Information given
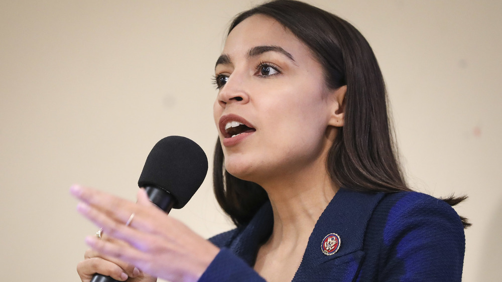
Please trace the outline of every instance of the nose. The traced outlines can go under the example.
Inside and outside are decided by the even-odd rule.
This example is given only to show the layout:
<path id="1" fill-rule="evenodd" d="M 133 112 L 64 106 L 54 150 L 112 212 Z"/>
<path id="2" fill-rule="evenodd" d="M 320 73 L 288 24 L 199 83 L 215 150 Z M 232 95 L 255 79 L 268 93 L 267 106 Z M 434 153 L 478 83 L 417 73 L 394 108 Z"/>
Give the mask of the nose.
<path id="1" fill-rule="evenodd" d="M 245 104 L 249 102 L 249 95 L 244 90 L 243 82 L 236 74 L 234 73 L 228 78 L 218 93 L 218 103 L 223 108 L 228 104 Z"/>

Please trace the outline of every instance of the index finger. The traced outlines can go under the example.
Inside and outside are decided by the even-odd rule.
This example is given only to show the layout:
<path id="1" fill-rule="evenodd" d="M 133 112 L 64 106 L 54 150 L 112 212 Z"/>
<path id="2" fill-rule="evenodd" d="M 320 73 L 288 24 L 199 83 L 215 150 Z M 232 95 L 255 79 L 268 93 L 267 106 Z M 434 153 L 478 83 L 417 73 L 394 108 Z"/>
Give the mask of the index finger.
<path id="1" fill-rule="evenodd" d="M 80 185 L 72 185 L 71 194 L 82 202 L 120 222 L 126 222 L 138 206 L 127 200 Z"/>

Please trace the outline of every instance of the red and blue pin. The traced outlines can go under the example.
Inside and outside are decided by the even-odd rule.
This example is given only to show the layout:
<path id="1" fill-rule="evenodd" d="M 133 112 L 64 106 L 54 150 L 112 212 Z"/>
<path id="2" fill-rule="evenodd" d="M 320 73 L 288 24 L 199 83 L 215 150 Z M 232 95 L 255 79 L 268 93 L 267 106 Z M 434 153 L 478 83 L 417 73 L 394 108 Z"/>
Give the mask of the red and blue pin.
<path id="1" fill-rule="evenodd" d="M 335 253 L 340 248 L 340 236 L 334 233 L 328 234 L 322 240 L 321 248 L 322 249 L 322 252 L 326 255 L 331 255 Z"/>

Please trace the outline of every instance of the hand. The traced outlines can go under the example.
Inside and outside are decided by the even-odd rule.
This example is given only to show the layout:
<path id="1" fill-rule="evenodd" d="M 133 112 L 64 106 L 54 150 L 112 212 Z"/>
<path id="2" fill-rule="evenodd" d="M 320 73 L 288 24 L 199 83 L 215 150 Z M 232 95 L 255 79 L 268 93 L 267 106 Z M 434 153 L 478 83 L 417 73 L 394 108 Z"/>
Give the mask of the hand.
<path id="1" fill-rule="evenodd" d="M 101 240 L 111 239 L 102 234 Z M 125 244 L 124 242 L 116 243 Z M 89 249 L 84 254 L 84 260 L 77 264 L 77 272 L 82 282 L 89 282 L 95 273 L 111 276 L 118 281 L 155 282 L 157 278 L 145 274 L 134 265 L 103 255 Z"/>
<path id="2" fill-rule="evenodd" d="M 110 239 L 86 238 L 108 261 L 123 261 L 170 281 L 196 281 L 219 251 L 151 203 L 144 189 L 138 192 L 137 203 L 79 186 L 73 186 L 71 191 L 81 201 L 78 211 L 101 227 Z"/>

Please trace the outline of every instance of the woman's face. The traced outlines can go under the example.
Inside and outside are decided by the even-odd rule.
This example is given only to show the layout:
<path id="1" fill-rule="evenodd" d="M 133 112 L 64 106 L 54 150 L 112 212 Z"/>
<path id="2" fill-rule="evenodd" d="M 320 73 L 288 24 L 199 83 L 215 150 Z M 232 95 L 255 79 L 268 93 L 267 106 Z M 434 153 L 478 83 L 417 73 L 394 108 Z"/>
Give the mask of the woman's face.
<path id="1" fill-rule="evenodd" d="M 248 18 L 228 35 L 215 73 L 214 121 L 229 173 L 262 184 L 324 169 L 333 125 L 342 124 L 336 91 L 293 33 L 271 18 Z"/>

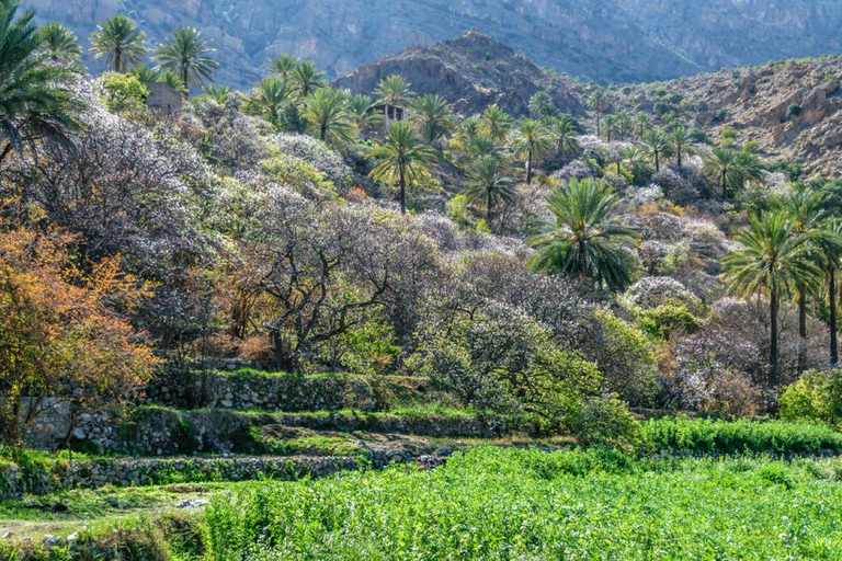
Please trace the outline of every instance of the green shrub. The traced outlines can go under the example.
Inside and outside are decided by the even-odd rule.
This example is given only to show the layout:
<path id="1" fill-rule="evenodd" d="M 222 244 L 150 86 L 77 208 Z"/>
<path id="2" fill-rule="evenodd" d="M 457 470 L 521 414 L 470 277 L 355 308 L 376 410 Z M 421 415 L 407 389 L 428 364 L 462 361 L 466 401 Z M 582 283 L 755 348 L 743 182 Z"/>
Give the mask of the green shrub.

Task
Rewrite all of the entries above, replacing "traced outlines" with "drawn outlines" everywhere and changing nothing else. Leave the pictures out.

Written solution
Please trace the outline of every instance of the nose. The drawn outlines can go under the example.
Inside and outside are decided by the even-odd rule.
This example is given only to show the layout:
<path id="1" fill-rule="evenodd" d="M 133 112 L 64 106 L 54 150 L 112 212 Z"/>
<path id="2" fill-rule="evenodd" d="M 320 73 L 288 24 L 199 83 L 215 150 Z M 232 95 L 255 79 L 268 93 L 267 106 Z M 434 153 L 478 83 L 417 73 L 394 108 Z"/>
Give the mask of the nose.
<path id="1" fill-rule="evenodd" d="M 245 104 L 249 102 L 249 95 L 244 90 L 243 82 L 236 74 L 234 73 L 228 78 L 218 93 L 218 103 L 223 108 L 228 104 Z"/>

Please trace the outline of every instance of the index finger. The drawn outlines can go under the example.
Inside and outside are decided by the even-odd rule.
This example is given only to show the layout:
<path id="1" fill-rule="evenodd" d="M 133 112 L 64 106 L 54 150 L 112 212 Z"/>
<path id="2" fill-rule="evenodd" d="M 320 73 L 288 24 L 199 83 L 215 150 Z M 232 95 L 255 79 L 268 93 L 267 106 Z M 434 153 L 478 83 L 417 73 L 394 108 Z"/>
Give the mask of the index finger.
<path id="1" fill-rule="evenodd" d="M 80 185 L 72 185 L 71 194 L 82 202 L 120 222 L 126 222 L 138 206 L 127 200 Z"/>

Please trace the outline of every instance of the red and blue pin. The drawn outlines can go under the example.
Inside and outside are decided by the even-odd rule.
This example is given only to show the layout:
<path id="1" fill-rule="evenodd" d="M 133 112 L 64 106 L 54 150 L 112 212 Z"/>
<path id="2" fill-rule="evenodd" d="M 320 73 L 288 24 L 199 83 L 215 150 Z M 232 95 L 255 79 L 268 93 L 267 106 Z M 434 153 L 478 83 L 417 73 L 394 108 Z"/>
Give the mask of the red and blue pin.
<path id="1" fill-rule="evenodd" d="M 335 253 L 340 248 L 340 236 L 334 233 L 328 234 L 322 240 L 321 248 L 322 249 L 322 252 L 326 255 L 331 255 Z"/>

Please trace the outline of every instance of the hand. The drawn outlines can go under the example.
Inside and outside are decided by the even-odd rule.
This example is given only to show the layout:
<path id="1" fill-rule="evenodd" d="M 133 112 L 64 106 L 54 150 L 112 212 Z"/>
<path id="2" fill-rule="evenodd" d="M 320 73 L 288 24 L 199 83 L 215 150 Z M 232 95 L 255 79 L 268 93 L 267 106 Z M 434 153 L 478 83 L 417 73 L 394 108 Z"/>
Give the mask of the hand.
<path id="1" fill-rule="evenodd" d="M 101 240 L 111 239 L 102 234 Z M 125 244 L 124 242 L 116 243 Z M 89 249 L 84 254 L 84 260 L 77 264 L 77 272 L 82 282 L 89 282 L 95 273 L 111 276 L 118 281 L 155 282 L 157 278 L 145 274 L 134 265 L 103 255 Z"/>
<path id="2" fill-rule="evenodd" d="M 110 239 L 86 238 L 108 261 L 123 261 L 170 281 L 196 281 L 219 251 L 151 203 L 144 189 L 138 192 L 137 203 L 79 186 L 73 186 L 71 191 L 81 201 L 78 211 L 101 227 Z"/>

Please trace the outline of every instance of the woman's face. The drawn outlines can go under the example.
Inside and outside are decided by the even-odd rule.
This example is given only to show the layout:
<path id="1" fill-rule="evenodd" d="M 133 112 L 64 106 L 54 150 L 112 212 Z"/>
<path id="2" fill-rule="evenodd" d="M 320 73 L 288 24 L 199 83 L 215 150 Z M 232 95 L 255 79 L 268 93 L 267 106 Z M 434 153 L 478 83 L 417 73 L 394 108 Z"/>
Give the mask of the woman's face.
<path id="1" fill-rule="evenodd" d="M 248 18 L 228 35 L 215 73 L 214 121 L 229 173 L 262 184 L 324 169 L 333 125 L 342 124 L 336 91 L 293 33 L 271 18 Z"/>

Please trace the outline of every instance of the green shrub. The drawn outlines can go under the example.
Inside and outside are decided by the even-odd rule.
This example is given only to show the layout:
<path id="1" fill-rule="evenodd" d="M 222 244 L 150 86 L 77 208 Z"/>
<path id="2" fill-rule="evenodd" d="M 457 470 L 521 414 L 470 277 L 355 308 L 376 410 Z M 421 415 L 407 389 L 428 364 L 462 361 L 466 401 Z M 582 283 L 755 348 L 743 182 Z"/>
Give the mask of the green shrub.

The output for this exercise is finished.